WHAT YOU SHOULD DO:
Please copy out all of the entries below line for line, with no changes.

###

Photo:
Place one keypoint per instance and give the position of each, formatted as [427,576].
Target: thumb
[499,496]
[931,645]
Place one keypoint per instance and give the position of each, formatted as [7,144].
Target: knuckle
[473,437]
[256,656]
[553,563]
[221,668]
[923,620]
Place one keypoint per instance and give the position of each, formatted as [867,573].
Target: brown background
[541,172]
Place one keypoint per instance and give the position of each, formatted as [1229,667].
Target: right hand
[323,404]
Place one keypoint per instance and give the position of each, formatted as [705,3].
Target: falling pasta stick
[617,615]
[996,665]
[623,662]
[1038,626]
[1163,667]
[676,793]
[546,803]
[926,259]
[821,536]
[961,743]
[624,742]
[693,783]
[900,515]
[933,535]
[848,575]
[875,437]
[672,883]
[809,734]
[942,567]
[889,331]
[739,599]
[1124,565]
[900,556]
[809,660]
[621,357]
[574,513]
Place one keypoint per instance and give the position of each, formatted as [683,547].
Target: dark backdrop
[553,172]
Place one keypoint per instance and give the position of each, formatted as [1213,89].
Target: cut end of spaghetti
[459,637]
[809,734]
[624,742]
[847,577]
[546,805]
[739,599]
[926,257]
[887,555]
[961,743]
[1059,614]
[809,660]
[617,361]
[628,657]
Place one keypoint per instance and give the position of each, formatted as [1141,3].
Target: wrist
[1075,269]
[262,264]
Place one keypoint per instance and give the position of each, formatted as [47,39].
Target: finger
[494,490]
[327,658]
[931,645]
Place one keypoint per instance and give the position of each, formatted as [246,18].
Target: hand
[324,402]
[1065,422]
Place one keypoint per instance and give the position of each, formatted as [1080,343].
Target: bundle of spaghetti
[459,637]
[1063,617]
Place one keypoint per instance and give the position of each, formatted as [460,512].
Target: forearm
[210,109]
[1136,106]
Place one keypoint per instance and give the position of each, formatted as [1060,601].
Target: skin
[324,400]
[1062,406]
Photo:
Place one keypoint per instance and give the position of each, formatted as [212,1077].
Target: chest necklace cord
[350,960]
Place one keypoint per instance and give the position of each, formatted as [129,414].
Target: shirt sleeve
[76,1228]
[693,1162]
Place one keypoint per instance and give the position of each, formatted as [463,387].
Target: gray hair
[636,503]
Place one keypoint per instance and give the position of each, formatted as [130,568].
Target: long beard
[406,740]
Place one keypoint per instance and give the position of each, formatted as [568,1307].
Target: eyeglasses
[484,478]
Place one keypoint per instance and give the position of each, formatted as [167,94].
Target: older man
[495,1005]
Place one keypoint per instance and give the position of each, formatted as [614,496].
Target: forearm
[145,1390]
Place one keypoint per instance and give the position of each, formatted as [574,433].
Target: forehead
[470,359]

###

FULL OUTPUT:
Photo:
Place one keypoint per instance and give the position of each, formatted as [427,576].
Target: thumb
[499,496]
[931,645]
Place one keypoint per instance and give the position of each, formatted as [7,144].
Target: knuckle
[473,437]
[256,656]
[553,563]
[221,668]
[923,620]
Place one keypoint per instance and give the position of each, formatted as [867,573].
Target: brown background
[541,172]
Place one keypoint per instance and give the position of each, formatted as [1229,667].
Target: right hand
[323,404]
Place one keypoint per instance and give the position of each, formatted as [705,3].
Target: falling pasta stick
[617,615]
[996,665]
[623,662]
[1038,626]
[1163,667]
[676,793]
[546,803]
[926,259]
[821,536]
[961,743]
[624,742]
[693,783]
[900,515]
[933,535]
[848,575]
[875,437]
[672,883]
[809,734]
[942,567]
[889,331]
[739,599]
[1124,565]
[900,556]
[809,660]
[621,357]
[574,513]
Place one keypoint per instance and give the position of each, formatted as [683,547].
Target: dark backdrop
[553,172]
Place one keypoint per instance and give the position of each, formatted as [1213,89].
Target: cut end of spaghetti
[459,637]
[809,734]
[624,742]
[847,577]
[546,805]
[739,599]
[926,257]
[887,555]
[961,743]
[1059,614]
[809,660]
[617,361]
[628,657]
Place one keypoint per instance and give the position of each, formatted as [1141,3].
Target: wrist
[1075,269]
[262,264]
Place one keypoint per instance and give the position of each, formatted as [47,39].
Target: finger
[494,490]
[327,658]
[931,645]
Place one keypoint per instance and give the position of each, formatted as [246,18].
Target: hand
[324,402]
[1065,422]
Place one keypoint per instance and give the position of each, formatted as [1080,343].
Target: bundle of spaghetti
[459,637]
[1063,617]
Place one keypoint per instance and give the position of each, formatted as [460,512].
Target: forearm
[210,109]
[1136,106]
Place one keypoint per instance and give the position of each, formatted as [1060,601].
Target: skin
[324,400]
[1062,406]
Photo:
Place one keypoint per instance and give the position of each, formatted as [212,1077].
Target: chest necklace cord
[350,960]
Place one keypoint per instance and give the position of each, formatted as [129,414].
Target: shirt sleeve
[76,1228]
[693,1162]
Place one keypoint per instance and give the position of each, formatted as [463,387].
Target: gray hair
[636,503]
Place one keypoint per instance and give the position of each, formatted as [130,568].
Target: long beard
[406,740]
Place one keypoint per instance and give the position of each, formatted as [568,1307].
Target: eyeglasses
[484,478]
Place one keypoint per instance and give the position of each, formatted as [167,94].
Target: older man
[495,1005]
Place one keypoint per instance and give the position of each, formatted as [614,496].
Target: forearm
[145,1390]
Place one keypoint per instance and give the position of each, formatted as [574,433].
Target: forehead
[470,359]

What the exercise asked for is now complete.